_UIT TE VOEREN WERK_
A - Schrijf uit de tekst over de kleineondernemersregeling letterlijk het gedeelte over vanaf "De kleineondernemersregeling (KOR)" tot en met "kan worden voorgesorteerd.".
B - Vat de tekst over de kleineondernemersregeling alsjeblieft samen in twee zinnen.

_AANGELEVERDE TEKST_
Van kleineondernemersregeling (KOR) naar een omzetgerelateerde vrijstellingsregeling. De KOR gaat op de schop. Volgens senior manager btw Anne Marieke Smits van BDO Belastingadvies is de tijd rijp voor vervanging. De nieuwe regeling is op hoofdlijnen wat haar betreft meer dan welkom.

Vervanging

De kleineondernemersregeling (KOR) in de omzetbelasting heeft zijn langste tijd gehad. Het kabinet wil de regeling vervangen door een facultatieve omzetgerelateerde vrijstellingsregeling van omzetbelasting (OVOB). De internetconsultatie hierover is onlangs gestart en eindigt op 1 mei 2018. Het is bedoeling dat de OVOB zijn intrede doet per 1 januari 2020, maar dat hierop al in 2019 kan worden voorgesorteerd.

Dat de KOR op de schop gaat, komt niet helemaal uit de lucht vallen. Al in 2016 kondigde toenmalig staatssecretaris Wiebes (Financiën) aan de KOR te willen vereenvoudigen. De complexiteit van de regeling is ook meteen een belangrijk kritiekpunt wat het huidige kabinet aanvoert als reden voor vervanging. Bovendien is door de beperkte beleidsvrijheid sprake van een starre regeling die alleen openstaat voor natuurlijke personen en schiet de KOR zijn doel soms voorbij. Niet alleen ondernemers met een geringe omzet (de doelgroep) kunnen gebruikmaken van de regeling, maar ook ondernemers met een hoge omzet en een laag bedrag aan verschuldigde btw. Last but not least rijzen de uitvoeringskosten de pan uit door een sterke toename van de populatie kleine ondernemers, waaronder de particuliere zonnepaneeleigenaren en agrariërs door de afschaffing van de btw-landbouwregeling.

Het juiste moment

Volgens Smits komt de vervanging van de KOR door de OVOB op het juiste moment. “De KOR is uitvoeringstechnisch complex en lastig en er wordt bewust en door onkunde ook onbewust mee gesjoemeld. De voorgestelde OVOB is met enkel een omzetgrens een stuk eenvoudiger dan de KOR met twee drempelbedragen (minder dan € 1.883 aan verschuldigde btw op jaarbasis en maximaal € 1.345 aan te betalen btw voor ontheffing van administratieve verplichtingen) en daarmee ook voor de kleine ondernemer makkelijker te begrijpen. Gezien alle Europese ontwikkelingen is de tijd van aanpassing nu rijp.” Smits doelt op het richtlijnvoorstel van de Europese Commissie van 18 januari 2018 tot wijziging van de bijzondere btw-regeling voor kleine ondernemingen. Beoogde ingangsdatum van dit richtlijnvoorstel is medio 2022.

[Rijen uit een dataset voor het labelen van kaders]
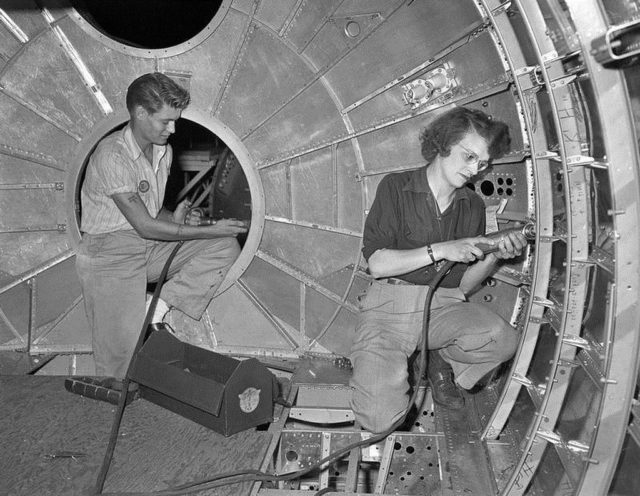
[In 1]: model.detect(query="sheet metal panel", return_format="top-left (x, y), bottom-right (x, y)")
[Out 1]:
top-left (2, 31), bottom-right (101, 141)
top-left (261, 221), bottom-right (360, 278)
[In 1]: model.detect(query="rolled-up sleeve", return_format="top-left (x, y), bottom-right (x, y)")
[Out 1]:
top-left (362, 176), bottom-right (401, 260)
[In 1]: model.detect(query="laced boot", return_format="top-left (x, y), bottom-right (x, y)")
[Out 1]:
top-left (427, 350), bottom-right (464, 410)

_OVERZICHT VAN OPLOSSINGEN_
A -
De kleineondernemersregeling (KOR) in de omzetbelasting heeft zijn langste tijd gehad. Het kabinet wil de regeling vervangen door een facultatieve omzetgerelateerde vrijstellingsregeling van omzetbelasting (OVOB). De internetconsultatie hierover is onlangs gestart en eindigt op 1 mei 2018. Het is bedoeling dat de OVOB zijn intrede doet per 1 januari 2020, maar dat hierop al in 2019 kan worden voorgesorteerd.

B - Het kabinet wil de kleineondernemersregeling (KOR) in de omzetbelasting per 1 januari 2020 vervangen door een facultatieve omzetgerelateerde vrijstellingsregeling (OVOB), onder meer omdat de KOR complex en star is, soms zijn doel voorbijschiet en de uitvoeringskosten sterk zijn gestegen. Volgens Anne Marieke Smits van BDO Belastingadvies komt de vervanging op het juiste moment, omdat de OVOB met enkel een omzetgrens eenvoudiger is dan de KOR met twee drempelbedragen en de tijd gezien alle Europese ontwikkelingen rijp is.